RIGHE RIPORTATE »
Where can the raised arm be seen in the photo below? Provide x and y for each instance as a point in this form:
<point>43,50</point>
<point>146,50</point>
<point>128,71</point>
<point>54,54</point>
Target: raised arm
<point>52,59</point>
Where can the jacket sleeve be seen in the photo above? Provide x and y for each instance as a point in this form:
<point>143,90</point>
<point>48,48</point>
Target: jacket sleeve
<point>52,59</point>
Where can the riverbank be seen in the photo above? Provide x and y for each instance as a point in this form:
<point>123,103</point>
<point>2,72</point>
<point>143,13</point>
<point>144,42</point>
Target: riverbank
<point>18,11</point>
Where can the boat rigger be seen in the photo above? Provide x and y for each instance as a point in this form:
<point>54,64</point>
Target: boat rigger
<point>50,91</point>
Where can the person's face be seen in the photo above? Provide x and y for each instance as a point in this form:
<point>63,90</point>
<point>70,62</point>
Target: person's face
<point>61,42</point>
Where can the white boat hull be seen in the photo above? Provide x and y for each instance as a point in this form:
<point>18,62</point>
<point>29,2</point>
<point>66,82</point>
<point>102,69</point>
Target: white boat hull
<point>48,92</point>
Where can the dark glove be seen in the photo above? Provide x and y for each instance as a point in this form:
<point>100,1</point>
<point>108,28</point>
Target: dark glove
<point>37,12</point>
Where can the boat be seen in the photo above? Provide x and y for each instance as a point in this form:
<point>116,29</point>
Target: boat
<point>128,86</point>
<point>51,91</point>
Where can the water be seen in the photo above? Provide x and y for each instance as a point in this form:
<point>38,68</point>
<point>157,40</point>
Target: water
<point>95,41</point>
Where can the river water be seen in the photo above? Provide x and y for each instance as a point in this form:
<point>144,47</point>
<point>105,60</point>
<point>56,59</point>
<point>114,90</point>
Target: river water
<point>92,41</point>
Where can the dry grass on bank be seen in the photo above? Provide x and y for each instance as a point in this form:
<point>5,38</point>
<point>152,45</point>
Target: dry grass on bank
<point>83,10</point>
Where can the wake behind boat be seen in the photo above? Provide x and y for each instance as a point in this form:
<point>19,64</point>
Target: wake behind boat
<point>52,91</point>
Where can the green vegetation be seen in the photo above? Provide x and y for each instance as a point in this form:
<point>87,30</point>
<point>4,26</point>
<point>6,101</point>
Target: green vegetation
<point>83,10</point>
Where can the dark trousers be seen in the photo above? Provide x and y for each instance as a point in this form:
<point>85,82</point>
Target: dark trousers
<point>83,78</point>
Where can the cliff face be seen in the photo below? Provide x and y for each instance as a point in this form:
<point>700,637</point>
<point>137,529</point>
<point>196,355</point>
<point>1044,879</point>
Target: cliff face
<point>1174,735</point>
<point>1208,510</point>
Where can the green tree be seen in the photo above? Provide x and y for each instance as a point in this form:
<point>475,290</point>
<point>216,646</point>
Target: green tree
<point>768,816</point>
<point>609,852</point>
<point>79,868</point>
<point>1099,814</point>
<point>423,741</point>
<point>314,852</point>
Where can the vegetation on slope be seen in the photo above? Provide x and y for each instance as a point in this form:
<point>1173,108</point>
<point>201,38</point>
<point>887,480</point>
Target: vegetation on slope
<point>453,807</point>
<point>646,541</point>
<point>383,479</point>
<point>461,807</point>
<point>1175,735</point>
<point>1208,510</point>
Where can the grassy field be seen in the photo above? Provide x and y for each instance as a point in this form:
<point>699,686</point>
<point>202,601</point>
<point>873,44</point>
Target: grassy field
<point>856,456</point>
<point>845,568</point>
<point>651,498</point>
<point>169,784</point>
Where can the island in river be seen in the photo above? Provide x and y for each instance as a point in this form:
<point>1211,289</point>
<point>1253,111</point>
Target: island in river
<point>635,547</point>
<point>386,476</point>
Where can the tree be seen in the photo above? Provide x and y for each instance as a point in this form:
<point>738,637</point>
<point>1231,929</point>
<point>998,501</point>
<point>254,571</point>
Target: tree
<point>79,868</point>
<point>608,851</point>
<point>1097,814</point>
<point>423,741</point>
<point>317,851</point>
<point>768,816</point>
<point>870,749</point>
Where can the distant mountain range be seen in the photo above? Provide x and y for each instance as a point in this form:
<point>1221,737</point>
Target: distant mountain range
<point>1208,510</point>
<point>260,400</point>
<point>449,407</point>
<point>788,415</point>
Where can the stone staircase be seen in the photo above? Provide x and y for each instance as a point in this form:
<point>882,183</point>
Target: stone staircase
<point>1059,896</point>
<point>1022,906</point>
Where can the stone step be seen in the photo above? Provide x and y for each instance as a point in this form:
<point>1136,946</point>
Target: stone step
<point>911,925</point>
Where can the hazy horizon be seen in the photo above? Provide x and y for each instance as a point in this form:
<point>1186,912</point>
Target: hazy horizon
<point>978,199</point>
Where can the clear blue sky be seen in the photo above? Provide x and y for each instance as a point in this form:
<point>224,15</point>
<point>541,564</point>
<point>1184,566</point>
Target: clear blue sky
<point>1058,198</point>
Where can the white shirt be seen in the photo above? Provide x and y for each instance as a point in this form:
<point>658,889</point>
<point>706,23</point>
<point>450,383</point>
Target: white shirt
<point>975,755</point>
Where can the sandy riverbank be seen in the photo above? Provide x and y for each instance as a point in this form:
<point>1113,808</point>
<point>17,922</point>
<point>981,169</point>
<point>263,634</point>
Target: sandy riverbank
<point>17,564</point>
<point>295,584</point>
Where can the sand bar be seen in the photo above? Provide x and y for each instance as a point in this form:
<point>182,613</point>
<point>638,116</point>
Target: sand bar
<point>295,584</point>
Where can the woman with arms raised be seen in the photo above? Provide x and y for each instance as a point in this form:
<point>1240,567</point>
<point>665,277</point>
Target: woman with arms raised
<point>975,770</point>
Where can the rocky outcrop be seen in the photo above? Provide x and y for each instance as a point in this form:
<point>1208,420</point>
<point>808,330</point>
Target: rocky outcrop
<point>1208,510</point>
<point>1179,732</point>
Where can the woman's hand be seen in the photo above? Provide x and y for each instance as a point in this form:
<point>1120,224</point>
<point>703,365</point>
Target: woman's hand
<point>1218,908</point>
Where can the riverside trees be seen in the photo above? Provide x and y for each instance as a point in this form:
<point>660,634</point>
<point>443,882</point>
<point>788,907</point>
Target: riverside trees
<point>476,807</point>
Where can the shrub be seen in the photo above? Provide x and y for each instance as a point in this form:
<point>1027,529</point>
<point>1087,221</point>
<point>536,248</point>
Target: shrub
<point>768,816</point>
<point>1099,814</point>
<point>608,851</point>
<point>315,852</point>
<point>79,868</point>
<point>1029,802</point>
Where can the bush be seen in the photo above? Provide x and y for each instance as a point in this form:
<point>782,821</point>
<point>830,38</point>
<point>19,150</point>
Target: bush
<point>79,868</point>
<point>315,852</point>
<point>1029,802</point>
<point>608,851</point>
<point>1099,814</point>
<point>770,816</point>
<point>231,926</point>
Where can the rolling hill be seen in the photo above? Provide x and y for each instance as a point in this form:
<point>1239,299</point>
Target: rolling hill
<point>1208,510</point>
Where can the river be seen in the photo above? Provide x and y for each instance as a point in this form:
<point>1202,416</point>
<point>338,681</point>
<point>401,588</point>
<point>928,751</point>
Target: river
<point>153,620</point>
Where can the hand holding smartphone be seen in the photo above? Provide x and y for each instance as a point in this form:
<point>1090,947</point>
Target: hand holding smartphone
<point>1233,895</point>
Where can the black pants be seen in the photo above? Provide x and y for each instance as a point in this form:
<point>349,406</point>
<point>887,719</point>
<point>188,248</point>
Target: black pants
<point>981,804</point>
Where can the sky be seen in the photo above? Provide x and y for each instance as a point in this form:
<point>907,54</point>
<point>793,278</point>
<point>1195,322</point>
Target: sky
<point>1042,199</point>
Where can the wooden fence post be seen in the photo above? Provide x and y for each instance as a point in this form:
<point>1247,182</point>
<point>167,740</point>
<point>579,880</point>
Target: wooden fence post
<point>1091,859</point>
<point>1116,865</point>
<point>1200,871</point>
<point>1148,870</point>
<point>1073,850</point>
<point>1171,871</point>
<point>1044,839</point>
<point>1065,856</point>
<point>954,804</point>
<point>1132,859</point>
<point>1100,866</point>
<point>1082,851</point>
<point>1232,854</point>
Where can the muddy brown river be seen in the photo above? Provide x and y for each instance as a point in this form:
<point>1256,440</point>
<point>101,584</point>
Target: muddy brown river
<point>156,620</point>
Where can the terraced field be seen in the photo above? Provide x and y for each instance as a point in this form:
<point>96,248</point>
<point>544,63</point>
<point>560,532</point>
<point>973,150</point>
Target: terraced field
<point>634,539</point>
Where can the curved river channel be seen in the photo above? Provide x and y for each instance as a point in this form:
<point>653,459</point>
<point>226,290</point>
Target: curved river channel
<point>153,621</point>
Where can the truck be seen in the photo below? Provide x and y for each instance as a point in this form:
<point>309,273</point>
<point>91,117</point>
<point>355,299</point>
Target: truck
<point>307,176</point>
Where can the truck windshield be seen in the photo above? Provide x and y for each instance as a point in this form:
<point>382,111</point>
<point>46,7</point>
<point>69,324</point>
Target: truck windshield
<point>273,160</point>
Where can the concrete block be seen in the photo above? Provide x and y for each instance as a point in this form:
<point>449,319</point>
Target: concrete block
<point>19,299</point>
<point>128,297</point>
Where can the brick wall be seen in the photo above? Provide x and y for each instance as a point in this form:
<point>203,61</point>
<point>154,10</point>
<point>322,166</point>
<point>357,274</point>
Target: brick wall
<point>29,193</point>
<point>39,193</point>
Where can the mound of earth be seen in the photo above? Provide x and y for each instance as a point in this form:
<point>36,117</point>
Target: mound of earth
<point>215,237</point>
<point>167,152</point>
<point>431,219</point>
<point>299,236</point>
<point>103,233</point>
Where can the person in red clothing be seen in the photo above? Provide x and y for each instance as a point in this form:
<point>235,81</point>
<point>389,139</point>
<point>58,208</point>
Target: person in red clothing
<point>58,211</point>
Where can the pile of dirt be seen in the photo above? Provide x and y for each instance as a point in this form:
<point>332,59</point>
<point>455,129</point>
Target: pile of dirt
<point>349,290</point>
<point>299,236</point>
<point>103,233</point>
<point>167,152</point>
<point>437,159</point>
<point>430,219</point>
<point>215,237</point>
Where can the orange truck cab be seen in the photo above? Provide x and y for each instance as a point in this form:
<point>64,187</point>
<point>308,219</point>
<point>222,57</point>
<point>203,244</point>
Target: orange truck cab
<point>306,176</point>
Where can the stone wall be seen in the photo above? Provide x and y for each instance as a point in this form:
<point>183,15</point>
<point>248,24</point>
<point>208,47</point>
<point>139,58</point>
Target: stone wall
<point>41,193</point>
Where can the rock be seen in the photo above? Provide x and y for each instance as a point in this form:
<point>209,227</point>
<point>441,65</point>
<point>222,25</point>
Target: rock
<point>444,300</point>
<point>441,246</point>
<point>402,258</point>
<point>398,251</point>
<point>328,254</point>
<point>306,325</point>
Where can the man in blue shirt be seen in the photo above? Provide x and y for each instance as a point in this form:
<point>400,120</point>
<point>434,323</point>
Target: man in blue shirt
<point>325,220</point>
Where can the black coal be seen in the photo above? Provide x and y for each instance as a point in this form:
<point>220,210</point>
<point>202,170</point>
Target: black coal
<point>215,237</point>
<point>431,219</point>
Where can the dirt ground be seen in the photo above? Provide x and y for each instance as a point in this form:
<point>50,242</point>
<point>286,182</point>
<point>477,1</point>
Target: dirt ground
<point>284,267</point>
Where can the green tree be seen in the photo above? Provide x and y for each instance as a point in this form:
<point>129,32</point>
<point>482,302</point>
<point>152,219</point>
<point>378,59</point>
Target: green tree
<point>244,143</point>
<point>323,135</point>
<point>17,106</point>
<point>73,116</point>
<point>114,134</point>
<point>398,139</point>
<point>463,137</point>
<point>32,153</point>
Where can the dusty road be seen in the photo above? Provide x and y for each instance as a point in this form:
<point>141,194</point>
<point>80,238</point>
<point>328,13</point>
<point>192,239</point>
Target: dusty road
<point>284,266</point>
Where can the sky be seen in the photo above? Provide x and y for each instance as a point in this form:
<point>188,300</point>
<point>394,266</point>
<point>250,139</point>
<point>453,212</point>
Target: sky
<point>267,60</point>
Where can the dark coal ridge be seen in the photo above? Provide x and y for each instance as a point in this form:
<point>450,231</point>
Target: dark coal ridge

OBIETTIVO DELL'ESERCIZIO »
Ricopia senza alcuna modifica le righe a partire da quella che contiene "Where can the white boat" e proseguendo fino a quella che contiene "<point>51,91</point>", entrambe comprese.

RISULTATO DEL COMPITO »
Where can the white boat hull be seen in the photo above? Provide x and y for each instance as a point in this form:
<point>18,62</point>
<point>29,2</point>
<point>66,82</point>
<point>102,69</point>
Target: white boat hull
<point>48,92</point>
Where can the dark glove be seen in the photo above? Provide x and y for each instance as a point in this form:
<point>100,1</point>
<point>108,28</point>
Target: dark glove
<point>37,12</point>
Where can the boat be seen in the photo above? Provide x and y for each instance as a point in this form:
<point>116,29</point>
Target: boat
<point>128,86</point>
<point>51,91</point>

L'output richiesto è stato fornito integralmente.